Goal:
Copy out every line of the data below word for word and symbol for symbol, changing nothing.

Exercise input:
►

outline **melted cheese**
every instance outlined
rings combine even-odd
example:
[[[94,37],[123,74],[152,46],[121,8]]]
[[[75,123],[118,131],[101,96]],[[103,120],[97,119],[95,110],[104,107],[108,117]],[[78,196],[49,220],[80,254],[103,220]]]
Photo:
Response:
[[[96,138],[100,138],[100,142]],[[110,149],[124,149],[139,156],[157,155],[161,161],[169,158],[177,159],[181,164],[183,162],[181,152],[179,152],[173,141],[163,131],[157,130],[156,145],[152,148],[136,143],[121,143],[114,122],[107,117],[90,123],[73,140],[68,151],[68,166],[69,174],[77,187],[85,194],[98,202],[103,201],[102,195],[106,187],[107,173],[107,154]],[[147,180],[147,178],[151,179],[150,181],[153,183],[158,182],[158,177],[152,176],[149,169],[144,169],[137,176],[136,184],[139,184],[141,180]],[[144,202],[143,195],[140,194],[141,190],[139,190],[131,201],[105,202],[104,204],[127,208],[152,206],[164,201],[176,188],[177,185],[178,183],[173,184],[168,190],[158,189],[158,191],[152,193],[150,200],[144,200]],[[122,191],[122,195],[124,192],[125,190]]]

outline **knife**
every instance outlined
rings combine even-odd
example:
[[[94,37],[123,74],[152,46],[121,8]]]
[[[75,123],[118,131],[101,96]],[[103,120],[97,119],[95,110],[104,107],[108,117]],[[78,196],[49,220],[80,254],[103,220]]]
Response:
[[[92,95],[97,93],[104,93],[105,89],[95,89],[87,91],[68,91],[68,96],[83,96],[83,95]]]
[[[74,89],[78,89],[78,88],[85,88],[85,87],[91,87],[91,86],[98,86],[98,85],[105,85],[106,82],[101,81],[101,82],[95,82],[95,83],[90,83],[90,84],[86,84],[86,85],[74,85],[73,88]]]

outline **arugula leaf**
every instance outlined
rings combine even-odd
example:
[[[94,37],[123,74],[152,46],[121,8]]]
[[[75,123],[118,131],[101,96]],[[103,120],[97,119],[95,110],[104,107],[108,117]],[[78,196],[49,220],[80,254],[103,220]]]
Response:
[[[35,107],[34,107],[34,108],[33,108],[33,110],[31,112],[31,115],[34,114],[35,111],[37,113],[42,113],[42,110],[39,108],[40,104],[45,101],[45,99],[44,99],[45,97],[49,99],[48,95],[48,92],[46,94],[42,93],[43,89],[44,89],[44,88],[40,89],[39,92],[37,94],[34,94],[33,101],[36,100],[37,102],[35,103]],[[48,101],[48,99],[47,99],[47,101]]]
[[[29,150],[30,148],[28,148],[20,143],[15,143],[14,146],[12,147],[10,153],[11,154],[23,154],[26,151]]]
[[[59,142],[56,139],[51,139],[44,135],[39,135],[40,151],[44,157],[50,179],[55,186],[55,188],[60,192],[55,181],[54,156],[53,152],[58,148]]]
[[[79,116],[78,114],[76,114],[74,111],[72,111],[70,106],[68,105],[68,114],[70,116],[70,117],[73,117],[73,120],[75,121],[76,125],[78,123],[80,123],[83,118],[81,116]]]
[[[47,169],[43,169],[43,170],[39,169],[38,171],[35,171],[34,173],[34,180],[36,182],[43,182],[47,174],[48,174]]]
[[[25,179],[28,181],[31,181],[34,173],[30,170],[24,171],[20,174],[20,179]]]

◄

Final answer:
outline **melted cheese**
every instance outlined
rings combine even-odd
example:
[[[94,37],[123,74],[152,46],[121,8]]]
[[[75,123],[118,131],[101,96]],[[103,120],[97,119],[95,110],[104,107],[108,117]],[[78,196],[49,220],[80,254],[103,220]]]
Photo:
Response:
[[[96,138],[100,138],[100,142]],[[110,149],[124,149],[139,156],[157,155],[161,161],[169,158],[177,159],[181,164],[183,162],[181,152],[179,152],[173,141],[163,131],[157,130],[156,145],[152,148],[136,143],[121,143],[114,122],[107,117],[90,123],[73,140],[68,151],[68,166],[69,174],[77,187],[85,194],[98,202],[103,201],[102,195],[106,187],[107,173],[107,154]],[[147,180],[147,178],[151,179],[150,181],[153,183],[158,182],[158,177],[152,176],[149,169],[144,169],[137,176],[136,184],[139,184],[141,180]],[[144,202],[143,195],[140,194],[141,190],[139,190],[131,201],[105,202],[104,204],[127,208],[152,206],[164,201],[176,188],[177,185],[178,183],[173,184],[168,190],[158,189],[158,191],[152,193],[150,200],[144,200]],[[122,191],[122,195],[124,192],[125,190]]]

outline **knife**
every instance outlined
rings combine even-odd
example:
[[[94,37],[123,74],[152,46],[121,8]]]
[[[75,123],[118,131],[101,96]],[[103,120],[97,119],[95,110],[104,107],[108,117]],[[78,196],[49,220],[80,254],[103,220]]]
Response:
[[[92,95],[97,93],[104,93],[105,89],[95,89],[87,91],[68,91],[68,96],[83,96],[83,95]]]
[[[74,89],[78,89],[78,88],[85,88],[85,87],[91,87],[91,86],[98,86],[98,85],[105,85],[106,82],[101,81],[101,82],[95,82],[95,83],[90,83],[90,84],[86,84],[86,85],[74,85],[73,88]]]

outline **arugula leaf**
every instance outlined
rings combine even-odd
example:
[[[94,37],[123,74],[152,46],[121,8]]]
[[[75,123],[118,131],[101,96]],[[103,120],[97,119],[95,110],[104,107],[108,117]],[[78,196],[49,220],[80,254],[103,220]]]
Response:
[[[35,107],[34,107],[34,108],[33,108],[33,110],[31,112],[31,115],[34,114],[35,111],[37,113],[42,113],[42,110],[39,108],[40,104],[45,101],[45,99],[44,99],[45,97],[49,99],[48,95],[48,92],[46,94],[42,93],[43,89],[44,89],[44,88],[40,89],[39,92],[37,94],[34,94],[33,101],[36,100],[37,102],[35,103]],[[48,101],[48,99],[47,99],[47,101]]]
[[[29,150],[30,148],[28,148],[20,143],[15,143],[14,146],[12,147],[10,153],[11,154],[23,154],[26,151]]]
[[[59,142],[56,139],[51,139],[44,135],[39,135],[40,151],[44,157],[50,179],[55,186],[55,188],[60,192],[55,181],[54,156],[53,152],[58,148]]]
[[[79,116],[78,114],[76,114],[74,111],[72,111],[70,106],[68,105],[68,114],[70,116],[70,117],[73,117],[73,120],[75,121],[76,125],[78,123],[80,123],[83,118],[81,116]]]
[[[47,169],[43,169],[43,170],[39,169],[38,171],[35,171],[34,173],[34,180],[36,182],[43,182],[47,174],[48,174]]]
[[[25,179],[28,181],[31,181],[34,173],[30,170],[24,171],[20,174],[20,179]]]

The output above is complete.